§ Document text
Start

Chapter 3. With enough eyeballs all problems are shallow
- James Boyle (00:02)
- If you were thinking about how to put together software, you probably would have done much the same thing as I described when you were trying to design a network or design an encyclopedia. Namely you’d say, well look, this software’s a machine, it has to work. Imagine having a machine where everyone gets to go off and design their own bits of it without regard to whether or not their bit will work very well with the other bits. Where there’s no boss, where you might want a four-wheel drive and I might want a rear-wheel drive, and the other person might want a hovercraft, and they all just get to put it all together. That wouldn’t work, right? That clearly doesn’t work. Obviously what we need is centralized control, proprietary control, strong central direction. Microsoft.
- (00:52)
- Except, as you probably know, most of the web runs on open-sourced software, software that’s developed exactly in the way that I just described, mainly by large numbers of individuals, some of whom are working for pay, some of whom are doing it out of love or volunteerism or in order to impress other people with their credentials. Putting it together is this amazing, kind of, really hard to model or pattern, social organization where basically peer review happens, you know, you’re code’s rubbish, I’m not going to listen to you, but your last piece of code was good, so when you offer another piece of code, I’m going to say, okay, that gets pushed up the chain and gets assembled in this totally bizarre way. It looks like kind of a mixture between a food fight and a parliamentary session all conducted by geeks with not very good social skills over email. And it works! It works. It’s astounding how well it works. I mean it works so that the NSA has actually said that they wanted to use open-sourced software rather than proprietary software to preserve security. Why? Because anyone can come up with an encryption scheme, a scheme for coding things that he isn’t smart enough to break. Think about that for a moment.
- (02:06)
- Right, you want to code your data, it’s like, no one can break this! What’s the best way to have truly unbreakable codes, make them completely open to the world, right? Completely counter-intuitive, right? Make them open and have million people try to break it. And if they can’t break it, then you’ve got something.
- (02:25)
- Is this such an unfamiliar idea? No, it’s the idea behind democracy, right? It’s the idea that yes, there are individually very impressive people, but the collective intelligence brought when applied to something is actually, in the long run, better. Karl Popper, the Open Society. The software geeks have a different term for it, they say with enough eyeballs, all bugs are shallow, are problems are capable of solution.

End

§ The tasks
(A) Decide whether each statement agrees with the open-source software talk, answering yes or no and quoting the deciding words of the talk: (i) The NSA said it wanted to use open-sourced software instead of proprietary software. (ii) Everyone who builds open-source software does it without pay. (iii) The speaker connects the idea to Karl Popper.
(B) Extend the open-source software talk by writing what comes after its last sentence.
The listing that follows was taken from a different source.

§ Supplied information
Start

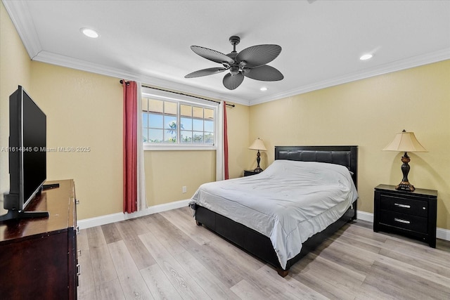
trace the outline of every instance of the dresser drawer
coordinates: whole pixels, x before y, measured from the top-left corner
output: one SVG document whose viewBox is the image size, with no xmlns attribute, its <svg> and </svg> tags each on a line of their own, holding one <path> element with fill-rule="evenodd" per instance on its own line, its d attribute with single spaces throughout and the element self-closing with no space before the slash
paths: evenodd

End

§ The results
(A)
(i) Yes: "the NSA has actually said that they wanted to use open-sourced software rather than proprietary software to preserve security."
(ii) No: "some of whom are working for pay, some of whom are doing it out of love or volunteerism or in order to impress other people with their credentials."
(iii) Yes: "Karl Popper, the Open Society."

(B)
- (02:55)
- One final counter-factual, taking you back in time. Supposing I give you all these other pieces of information, I say look, there’s going to be this web, it’s going to develop like this, people are going to do all kinds of decentralized creativity on it. It’s going to be really interesting, there’s going to be you know, people developing software, and I would tell you all about this and you would get very excited, and I say, what will it do to education? Once I told you these other things, I think, and convinced you, which would have been hard, but let’s say I’ve managed to convince you somehow. I have, you know, the little watch and I hold it in front of you and you go, wow! You drink the Kool-Aid. You get excited. You go, this is amazing!
- (03:30)
- And then I said, okay, what cultural, scientific, whatever, forms — what types of creativity are going to be most impacted by this? What’s the area where we’re going to see this kind of distributed creativity, where hundreds of thousands or millions of people come together to create things? Think Wikipedia. Where’s the place where it’s obviously going to succeed? You would have said K-12 education. Absolutely. There’s just no doubt about it, right? Why? Have you ever met a teacher who could resist telling you about the clever lesson plan that she just came up with? I can’t. It’s like, I like, no, I did this great thing in class, my kids are like, thanks Dad, I bet it was really fun.
- (04:15)
- We want to, we can’t stop ourselves from sharing that great little trick that we use in classroom, right? That’s one of the reasons, and it’s exciting, it’s exciting to hear somebody else say, oh, I could use that, right? One of my kid’s science teachers was trying to teach them the scientific method, she was very worried that people lose sight of what the scientific method is. She got a short story, laminated all of its pages, and then cut them up so that they were just like one or two lines. Distributes it to the whole class. And then she gets together, okay, each of you has to guess what the story’s about. So, you know, you’ve got some random line and you guess. Okay, now you get together and in a group of five, and guess what the story’s about. And now in a group of ten, and now in a group of twenty, and look what happens!
- (05:03)
- Many eyeballs come together, each with its own little piece of information being forced to state hypotheses and test them against the other evidence, isn’t it great? I jut love this idea, I got all excited about it, I thought, how could I do it in a law classroom? That’s what we do all the time, share stuff like that.
- (05:21)
- So, LEARN NC is a national leader in this. But I have to say, and the stuff I saw today is just amazing, I have to say that if the truly remarkable thing about the internet is that it enabled all kinds of collaborative development, where there’s massively distributed creativity, and hundreds of thousands of millions of people come together in order to create something. And you said, okay, list the things that are likely to be developed this way, in order. An encyclopedia, an operating system, a software operating system or every lesson plan in K through 12? I would have picked every lesson plan in K through 12 as number one, and I would have been completely wrong.
- (06:00)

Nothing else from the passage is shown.